▸ Exercise
Print each of the entries exactly, leaving nothing out.

▸ Stored records
+ + + + + + +
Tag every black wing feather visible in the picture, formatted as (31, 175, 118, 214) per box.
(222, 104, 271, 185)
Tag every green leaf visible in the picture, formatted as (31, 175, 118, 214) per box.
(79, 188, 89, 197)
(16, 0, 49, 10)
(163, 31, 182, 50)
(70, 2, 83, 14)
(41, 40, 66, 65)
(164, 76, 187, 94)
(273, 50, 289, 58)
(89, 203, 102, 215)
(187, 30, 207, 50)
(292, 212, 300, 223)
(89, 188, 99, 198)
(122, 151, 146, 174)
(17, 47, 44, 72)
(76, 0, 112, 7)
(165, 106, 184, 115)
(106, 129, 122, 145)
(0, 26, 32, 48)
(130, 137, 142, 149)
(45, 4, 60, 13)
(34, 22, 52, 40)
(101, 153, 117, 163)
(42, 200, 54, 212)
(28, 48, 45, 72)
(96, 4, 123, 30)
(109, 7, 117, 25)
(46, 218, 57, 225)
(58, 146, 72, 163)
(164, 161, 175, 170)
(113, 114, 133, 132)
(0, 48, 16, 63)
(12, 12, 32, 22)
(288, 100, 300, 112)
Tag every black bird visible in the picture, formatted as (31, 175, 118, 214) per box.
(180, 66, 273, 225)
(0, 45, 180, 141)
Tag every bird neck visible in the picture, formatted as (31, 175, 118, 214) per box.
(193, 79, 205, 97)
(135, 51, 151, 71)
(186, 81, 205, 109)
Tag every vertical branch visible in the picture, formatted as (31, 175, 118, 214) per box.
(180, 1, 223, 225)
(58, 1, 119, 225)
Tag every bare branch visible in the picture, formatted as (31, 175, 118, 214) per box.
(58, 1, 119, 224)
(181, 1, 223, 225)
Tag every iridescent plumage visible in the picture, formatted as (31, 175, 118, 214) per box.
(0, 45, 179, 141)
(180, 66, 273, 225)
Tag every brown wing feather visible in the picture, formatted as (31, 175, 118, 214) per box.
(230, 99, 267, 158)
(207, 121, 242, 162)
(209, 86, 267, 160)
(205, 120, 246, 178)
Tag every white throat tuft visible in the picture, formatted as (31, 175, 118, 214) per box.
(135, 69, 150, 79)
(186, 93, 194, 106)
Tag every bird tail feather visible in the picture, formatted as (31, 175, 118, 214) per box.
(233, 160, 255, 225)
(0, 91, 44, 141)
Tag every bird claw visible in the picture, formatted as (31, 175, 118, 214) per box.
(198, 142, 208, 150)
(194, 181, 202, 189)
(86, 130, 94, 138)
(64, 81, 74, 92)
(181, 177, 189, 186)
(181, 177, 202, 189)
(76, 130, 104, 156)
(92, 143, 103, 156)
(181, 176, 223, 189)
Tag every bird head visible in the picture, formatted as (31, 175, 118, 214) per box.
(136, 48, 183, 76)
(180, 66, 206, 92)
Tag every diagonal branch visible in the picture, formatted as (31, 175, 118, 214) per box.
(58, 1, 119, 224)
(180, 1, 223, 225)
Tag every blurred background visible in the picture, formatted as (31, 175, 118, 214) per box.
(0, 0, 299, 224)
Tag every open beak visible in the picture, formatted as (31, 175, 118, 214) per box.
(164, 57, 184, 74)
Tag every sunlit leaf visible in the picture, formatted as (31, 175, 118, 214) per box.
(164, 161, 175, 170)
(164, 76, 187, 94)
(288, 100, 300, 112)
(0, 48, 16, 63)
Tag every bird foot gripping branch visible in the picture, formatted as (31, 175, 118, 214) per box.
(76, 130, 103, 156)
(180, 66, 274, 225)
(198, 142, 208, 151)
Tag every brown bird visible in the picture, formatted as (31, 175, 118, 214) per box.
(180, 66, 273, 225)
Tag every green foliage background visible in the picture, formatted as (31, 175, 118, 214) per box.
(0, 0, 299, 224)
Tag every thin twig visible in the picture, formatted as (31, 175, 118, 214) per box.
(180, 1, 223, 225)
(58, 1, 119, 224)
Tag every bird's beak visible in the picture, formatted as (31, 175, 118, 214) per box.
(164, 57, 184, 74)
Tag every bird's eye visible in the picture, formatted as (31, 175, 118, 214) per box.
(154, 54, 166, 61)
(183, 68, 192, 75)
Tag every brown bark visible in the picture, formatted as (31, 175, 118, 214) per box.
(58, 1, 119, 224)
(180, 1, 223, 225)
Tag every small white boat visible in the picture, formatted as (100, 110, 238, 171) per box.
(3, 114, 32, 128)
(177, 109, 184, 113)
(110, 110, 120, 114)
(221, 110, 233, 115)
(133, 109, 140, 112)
+ + + + + + +
▸ Task solution
Tag every black wing feather visible in the picture, formatted as (31, 175, 118, 214) per box.
(222, 104, 271, 185)
Tag every green leaf visible in the picture, formatted as (31, 175, 118, 214) per box.
(79, 188, 89, 197)
(16, 0, 49, 10)
(163, 31, 182, 50)
(70, 2, 83, 14)
(41, 40, 66, 65)
(164, 76, 187, 94)
(273, 50, 289, 58)
(89, 203, 102, 215)
(187, 30, 207, 50)
(292, 212, 300, 223)
(89, 188, 99, 198)
(122, 151, 146, 174)
(17, 47, 44, 72)
(76, 0, 112, 7)
(165, 106, 184, 115)
(106, 129, 122, 145)
(0, 26, 32, 48)
(130, 137, 142, 149)
(45, 4, 60, 13)
(34, 22, 52, 40)
(101, 153, 117, 163)
(42, 200, 54, 212)
(28, 48, 45, 72)
(96, 4, 123, 30)
(109, 7, 117, 25)
(46, 218, 57, 225)
(58, 146, 72, 163)
(164, 161, 175, 170)
(113, 114, 133, 132)
(0, 48, 16, 63)
(12, 12, 32, 22)
(288, 100, 300, 112)
Tag every black bird visible in the picture, formatted as (31, 175, 118, 214) per box.
(180, 66, 273, 225)
(0, 45, 180, 141)
Tag every bird neck visible in the picture, formatted as (31, 175, 118, 214) per box.
(193, 79, 205, 97)
(135, 51, 151, 71)
(186, 81, 205, 109)
Tag every vertical branch visible in the picture, formatted as (31, 175, 118, 214) per box.
(180, 1, 223, 225)
(58, 1, 119, 225)
Tag every bare branch visible in the picture, formatted as (31, 175, 118, 214) per box.
(58, 1, 119, 224)
(181, 1, 223, 225)
Tag every iridescent plumage visible in the picture, formatted as (31, 175, 118, 214) per box.
(0, 45, 179, 141)
(180, 66, 273, 225)
Tag every brown wing feather visible in the picture, formatted as (31, 175, 118, 214) per box.
(230, 99, 267, 158)
(207, 121, 242, 162)
(209, 86, 267, 160)
(205, 120, 246, 178)
Tag every white throat tuft visible in the picture, formatted as (31, 175, 118, 214) per box.
(135, 69, 150, 79)
(186, 93, 194, 106)
Tag every bird tail feather visible in the picture, formatted as (31, 175, 118, 214) per box.
(233, 160, 255, 225)
(0, 91, 44, 141)
Tag every bird claw visible in the picture, formatted as (31, 175, 118, 214) per box.
(198, 142, 208, 150)
(194, 181, 202, 189)
(86, 130, 94, 138)
(64, 81, 74, 92)
(181, 177, 189, 186)
(181, 177, 202, 189)
(76, 130, 104, 156)
(92, 143, 103, 156)
(181, 176, 223, 189)
Tag every bird head visible in the picture, formatted as (31, 175, 118, 214) per box.
(136, 48, 183, 76)
(180, 66, 206, 92)
Tag every diagonal branch visible in the picture, formatted as (31, 175, 118, 214) per box.
(58, 1, 119, 224)
(180, 1, 223, 225)
Tag every blurred background visible in the picture, formatted as (31, 175, 118, 214) per box.
(0, 0, 299, 224)
Tag every open beak visible in the picture, formatted as (31, 175, 118, 214) per box.
(164, 57, 184, 74)
Tag every sunlit leaf visible in the picture, formatted as (31, 175, 118, 214) per box.
(164, 161, 175, 170)
(164, 76, 187, 94)
(288, 100, 300, 112)
(0, 48, 16, 63)
Tag every bird foot gripping branch visible in the picture, formatted as (31, 175, 118, 214) per box.
(76, 130, 103, 156)
(180, 66, 274, 225)
(198, 142, 208, 151)
Tag every brown bird visible in the picture, formatted as (31, 175, 118, 214) per box.
(180, 66, 273, 225)
Tag every green foliage background visible in the picture, formatted as (31, 175, 118, 214) per box.
(0, 0, 299, 224)
Tag every thin twig visible in the picture, formatted as (31, 175, 118, 214) per box.
(180, 1, 223, 225)
(58, 1, 119, 224)
Tag every bird's beak visible in the picture, formatted as (31, 175, 118, 214) per box.
(164, 57, 184, 74)
Tag every bird's eye visible in the picture, formatted as (31, 175, 118, 214) per box.
(154, 54, 166, 61)
(183, 68, 192, 75)
Tag every brown bark visible in the picture, formatted as (31, 175, 118, 214) per box.
(58, 1, 119, 224)
(180, 1, 223, 225)
Tag every small white boat visible in the picture, formatted as (100, 110, 238, 171) per box.
(3, 114, 32, 128)
(177, 109, 184, 113)
(110, 110, 120, 114)
(221, 110, 233, 115)
(133, 109, 140, 112)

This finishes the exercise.